**WHAT YOU NEED TO DO:** Your output should consist of the data, copied exactly.

[Saved entries]
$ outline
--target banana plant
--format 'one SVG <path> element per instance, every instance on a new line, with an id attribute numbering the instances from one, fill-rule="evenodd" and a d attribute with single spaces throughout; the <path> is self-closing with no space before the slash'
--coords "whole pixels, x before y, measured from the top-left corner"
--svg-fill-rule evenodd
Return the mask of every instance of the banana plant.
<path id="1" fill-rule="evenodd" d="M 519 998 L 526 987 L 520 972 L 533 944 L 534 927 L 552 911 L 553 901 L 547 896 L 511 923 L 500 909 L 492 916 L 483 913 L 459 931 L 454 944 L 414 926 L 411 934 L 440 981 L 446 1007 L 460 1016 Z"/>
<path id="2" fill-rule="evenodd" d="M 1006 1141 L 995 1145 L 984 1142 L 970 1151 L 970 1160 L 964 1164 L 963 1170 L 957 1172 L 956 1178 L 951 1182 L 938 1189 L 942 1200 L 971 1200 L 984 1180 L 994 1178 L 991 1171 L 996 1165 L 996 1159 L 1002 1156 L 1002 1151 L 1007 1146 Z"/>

**REPLY TO THE EXERCISE:**
$ outline
--target banana plant
--format 'one SVG <path> element per instance, every instance on a new line, with an id attribute numbering the instances from one, fill-rule="evenodd" and a d attribute with single spaces throughout; the <path> is self-closing with no space before the slash'
--coords "whole pixels, x before y, measured from the top-left corner"
--svg-fill-rule evenodd
Return the mask of every instance of the banana plant.
<path id="1" fill-rule="evenodd" d="M 519 998 L 526 987 L 520 972 L 533 944 L 534 927 L 552 911 L 553 901 L 547 896 L 511 923 L 500 909 L 492 916 L 483 913 L 459 931 L 454 944 L 414 926 L 411 934 L 440 981 L 446 1007 L 460 1016 Z"/>
<path id="2" fill-rule="evenodd" d="M 1006 1141 L 995 1145 L 984 1142 L 970 1151 L 970 1160 L 964 1164 L 963 1170 L 957 1172 L 956 1178 L 951 1182 L 938 1189 L 942 1200 L 971 1200 L 984 1180 L 994 1178 L 991 1171 L 996 1165 L 996 1159 L 1002 1156 L 1002 1151 L 1007 1146 Z"/>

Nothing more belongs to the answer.